A aterrorizante odisseia dos sobreviventes do tráfico humano rumo à Malásia
Noel Caballero.
Bangcoc, 30 mai (EFE).- Enganados, desesperados, em busca de uma nova oportunidade ou embarcados à força por traficantes de pessoas, milhares de rohingyas empreendem uma perigosa travessia de Mianmar à Malásia.
Uma das sobreviventes deste horror é Yasmine, uma adolescente de 13 anos da etnia rohingya, que morava com seu pai e sua mãe no povoado birmanês de Maungdaw, no estado de Rakhine, quando seis homens invadiram a sua casa.
“Seu irmão está na Malásia! Você deve estar com ele!”, gritavam, enquanto a arrastavam diante da impotência dos pais.
Neste relato, divulgado junto a outros em um relatório da organização Human Rights Watch (HRW), a menina conta que os traficantes a encarceraram com mais 15 pessoas em um pequeno barco lotado de imigrantes onde passou por condições miseráveis até ser resgatada.
“Um dia, estava indo para casa do meu sogro com o meu marido quando um grupo de traficantes nos forçou a entrar em um grande navio. Ficamos dois meses nele. Um dia, meu marido voltou para o quarto com a cabeça, os ombros e os braços sangrando. Os traficantes tinham lhe dado uma surra sem que ele soubesse o porquê”, contou Sameera, de 16 anos, que foi libertada na Tailândia.
Yasmine, Sameera e outras mulheres de Mianmar e Bangladesh fazem parte de um grupo de sobreviventes que foi resgatado das quadrilhas de tráfico humano e foram entrevistadas pelo HRW para documentar os abusos sofridos.

****

— PROBLEMA CURTO 1 —
Indique se cada afirmação abaixo está de acordo com a reportagem sobre o tráfico de rohingyas, respondendo sim ou não e citando literalmente as palavras do texto que decidem a questão: (a) Yasmine tinha 13 anos e morava no povoado de Maungdaw. (b) Sameera foi libertada na Malásia. (c) Os traficantes encarceraram Yasmine com mais 20 pessoas.

— Linhas brutas —
****

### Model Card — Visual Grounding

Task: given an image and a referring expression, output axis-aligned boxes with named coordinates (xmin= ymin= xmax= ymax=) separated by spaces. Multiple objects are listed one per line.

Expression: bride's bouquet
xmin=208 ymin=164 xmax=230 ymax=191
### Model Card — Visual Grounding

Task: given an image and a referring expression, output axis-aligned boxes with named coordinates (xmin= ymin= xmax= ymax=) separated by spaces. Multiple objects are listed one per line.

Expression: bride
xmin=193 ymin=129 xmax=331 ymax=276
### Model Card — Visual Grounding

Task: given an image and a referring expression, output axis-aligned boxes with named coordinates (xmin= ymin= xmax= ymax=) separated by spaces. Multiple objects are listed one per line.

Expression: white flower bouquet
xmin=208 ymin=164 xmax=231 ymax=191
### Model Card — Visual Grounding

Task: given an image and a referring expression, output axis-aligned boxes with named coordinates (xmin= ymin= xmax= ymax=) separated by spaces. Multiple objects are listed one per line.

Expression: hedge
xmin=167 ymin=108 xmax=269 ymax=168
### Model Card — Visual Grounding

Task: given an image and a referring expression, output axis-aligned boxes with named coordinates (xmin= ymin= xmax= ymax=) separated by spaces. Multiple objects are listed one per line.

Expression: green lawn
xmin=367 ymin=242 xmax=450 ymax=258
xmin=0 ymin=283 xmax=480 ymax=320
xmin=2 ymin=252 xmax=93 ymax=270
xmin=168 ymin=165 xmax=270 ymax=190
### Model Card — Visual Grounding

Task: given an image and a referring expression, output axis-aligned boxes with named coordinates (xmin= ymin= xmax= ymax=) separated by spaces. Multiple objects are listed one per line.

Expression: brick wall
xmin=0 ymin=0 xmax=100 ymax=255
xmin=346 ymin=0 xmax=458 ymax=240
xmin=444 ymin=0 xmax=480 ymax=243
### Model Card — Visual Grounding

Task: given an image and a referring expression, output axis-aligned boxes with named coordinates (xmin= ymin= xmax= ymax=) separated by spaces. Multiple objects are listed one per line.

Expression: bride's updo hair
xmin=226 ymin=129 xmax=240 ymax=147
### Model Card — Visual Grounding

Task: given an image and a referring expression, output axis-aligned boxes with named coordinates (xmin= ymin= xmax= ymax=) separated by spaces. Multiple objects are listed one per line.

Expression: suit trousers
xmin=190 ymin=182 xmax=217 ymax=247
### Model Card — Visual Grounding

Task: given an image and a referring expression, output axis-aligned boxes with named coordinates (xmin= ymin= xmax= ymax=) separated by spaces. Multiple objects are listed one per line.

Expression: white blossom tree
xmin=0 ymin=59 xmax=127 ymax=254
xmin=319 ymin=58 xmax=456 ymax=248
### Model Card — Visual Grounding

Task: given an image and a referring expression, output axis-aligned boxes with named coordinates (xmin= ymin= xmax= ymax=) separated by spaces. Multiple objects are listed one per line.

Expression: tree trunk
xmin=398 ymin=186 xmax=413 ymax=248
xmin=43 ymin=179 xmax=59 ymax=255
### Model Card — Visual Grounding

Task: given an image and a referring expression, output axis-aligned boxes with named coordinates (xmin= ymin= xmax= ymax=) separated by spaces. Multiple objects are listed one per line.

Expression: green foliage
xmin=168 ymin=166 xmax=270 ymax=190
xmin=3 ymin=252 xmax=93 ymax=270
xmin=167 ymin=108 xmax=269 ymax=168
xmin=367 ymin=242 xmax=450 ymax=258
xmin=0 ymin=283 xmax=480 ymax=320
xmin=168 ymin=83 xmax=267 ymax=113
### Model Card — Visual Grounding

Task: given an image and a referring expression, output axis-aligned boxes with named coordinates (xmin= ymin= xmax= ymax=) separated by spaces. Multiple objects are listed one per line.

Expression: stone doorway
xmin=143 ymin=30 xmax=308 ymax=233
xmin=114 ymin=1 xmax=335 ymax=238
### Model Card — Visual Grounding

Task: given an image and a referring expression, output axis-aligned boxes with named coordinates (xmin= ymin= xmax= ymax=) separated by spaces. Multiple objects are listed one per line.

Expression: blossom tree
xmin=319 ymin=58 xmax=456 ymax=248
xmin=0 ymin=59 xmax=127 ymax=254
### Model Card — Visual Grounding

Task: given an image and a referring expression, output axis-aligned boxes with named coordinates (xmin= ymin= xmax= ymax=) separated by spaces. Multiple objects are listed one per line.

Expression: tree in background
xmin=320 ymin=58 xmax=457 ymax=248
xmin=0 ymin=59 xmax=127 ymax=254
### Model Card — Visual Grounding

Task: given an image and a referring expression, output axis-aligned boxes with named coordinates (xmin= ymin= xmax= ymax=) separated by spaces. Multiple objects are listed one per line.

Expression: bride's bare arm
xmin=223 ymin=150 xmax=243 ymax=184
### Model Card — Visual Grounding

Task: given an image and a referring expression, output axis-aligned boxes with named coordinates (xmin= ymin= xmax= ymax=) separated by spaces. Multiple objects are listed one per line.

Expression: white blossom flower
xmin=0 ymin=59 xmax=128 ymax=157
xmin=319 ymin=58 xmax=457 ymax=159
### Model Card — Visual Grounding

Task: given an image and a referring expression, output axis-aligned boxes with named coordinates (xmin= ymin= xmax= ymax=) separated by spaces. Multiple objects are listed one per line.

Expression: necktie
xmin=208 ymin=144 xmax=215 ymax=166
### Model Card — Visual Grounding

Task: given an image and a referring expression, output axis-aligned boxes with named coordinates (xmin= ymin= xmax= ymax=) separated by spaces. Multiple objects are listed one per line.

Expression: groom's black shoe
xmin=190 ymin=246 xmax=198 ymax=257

****

— PROBLEMA CURTO 2 —
Copie sem alterações o trecho das linhas brutas que começa na primeira linha e termina na linha que contém "xmin=444 ymin=0 xmax=480 ymax=243", incluindo ambas as extremidades.

— SAÍDA ESPERADA 1 —
(a) Sim: "uma adolescente de 13 anos da etnia rohingya, que morava com seu pai e sua mãe no povoado birmanês de Maungdaw"
(b) Não: "foi libertada na Tailândia"
(c) Não: "os traficantes a encarceraram com mais 15 pessoas"

— SAÍDA ESPERADA 2 —
### Model Card — Visual Grounding

Task: given an image and a referring expression, output axis-aligned boxes with named coordinates (xmin= ymin= xmax= ymax=) separated by spaces. Multiple objects are listed one per line.

Expression: bride's bouquet
xmin=208 ymin=164 xmax=230 ymax=191
### Model Card — Visual Grounding

Task: given an image and a referring expression, output axis-aligned boxes with named coordinates (xmin= ymin= xmax= ymax=) separated by spaces. Multiple objects are listed one per line.

Expression: bride
xmin=193 ymin=129 xmax=331 ymax=276
### Model Card — Visual Grounding

Task: given an image and a referring expression, output axis-aligned boxes with named coordinates (xmin= ymin= xmax= ymax=) separated by spaces. Multiple objects are listed one per line.

Expression: white flower bouquet
xmin=208 ymin=164 xmax=231 ymax=191
### Model Card — Visual Grounding

Task: given an image and a referring expression, output axis-aligned boxes with named coordinates (xmin= ymin= xmax= ymax=) separated by spaces. Multiple objects are listed one per line.

Expression: hedge
xmin=167 ymin=108 xmax=269 ymax=168
### Model Card — Visual Grounding

Task: given an image and a referring expression, output axis-aligned boxes with named coordinates (xmin= ymin= xmax= ymax=) separated by spaces. Multiple objects are listed one per line.

Expression: green lawn
xmin=367 ymin=242 xmax=450 ymax=258
xmin=0 ymin=283 xmax=480 ymax=320
xmin=2 ymin=252 xmax=93 ymax=270
xmin=168 ymin=165 xmax=270 ymax=190
### Model Card — Visual Grounding

Task: given an image and a referring expression, output axis-aligned boxes with named coordinates (xmin= ymin= xmax= ymax=) separated by spaces. Multiple objects are listed one per line.

Expression: brick wall
xmin=0 ymin=0 xmax=100 ymax=255
xmin=346 ymin=0 xmax=458 ymax=240
xmin=444 ymin=0 xmax=480 ymax=243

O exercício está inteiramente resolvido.